● **Records provided**:
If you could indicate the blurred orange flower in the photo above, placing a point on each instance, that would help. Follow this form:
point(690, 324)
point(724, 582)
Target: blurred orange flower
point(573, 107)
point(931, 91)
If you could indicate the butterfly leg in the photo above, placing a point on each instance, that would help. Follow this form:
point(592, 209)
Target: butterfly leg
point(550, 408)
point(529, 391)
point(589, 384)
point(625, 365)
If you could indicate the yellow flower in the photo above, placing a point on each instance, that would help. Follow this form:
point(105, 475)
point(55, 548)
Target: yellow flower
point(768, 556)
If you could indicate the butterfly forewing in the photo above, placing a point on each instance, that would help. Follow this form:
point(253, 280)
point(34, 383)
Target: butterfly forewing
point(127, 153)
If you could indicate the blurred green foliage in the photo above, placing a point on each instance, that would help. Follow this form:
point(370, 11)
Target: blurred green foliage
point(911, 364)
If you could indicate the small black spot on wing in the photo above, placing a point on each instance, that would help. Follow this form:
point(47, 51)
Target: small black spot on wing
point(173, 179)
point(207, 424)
---
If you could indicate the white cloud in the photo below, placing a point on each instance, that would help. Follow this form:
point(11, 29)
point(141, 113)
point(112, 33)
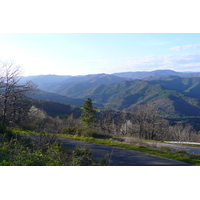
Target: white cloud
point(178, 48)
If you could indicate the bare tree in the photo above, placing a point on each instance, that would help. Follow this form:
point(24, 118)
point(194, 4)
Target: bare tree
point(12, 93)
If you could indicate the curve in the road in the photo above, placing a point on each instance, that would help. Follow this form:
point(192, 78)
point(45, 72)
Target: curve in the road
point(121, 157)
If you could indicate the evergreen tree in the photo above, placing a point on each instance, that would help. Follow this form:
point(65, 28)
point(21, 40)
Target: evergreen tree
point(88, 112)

● **What the exercise asks**: Please transcribe exactly the lines above from the line that has "Target: butterfly forewing" up to and including the line that has "If you could indicate the small"; no other line belongs in the answer.

● **Result of the task**:
Target: butterfly forewing
point(127, 153)
If you could indicate the blurred green foliage in the photo above, placing a point on each instance, that would help. Follow this form:
point(370, 11)
Target: blurred green foliage
point(911, 364)
If you could indicate the small black spot on wing in the photo above, placing a point on each instance, that would help. Follow this form:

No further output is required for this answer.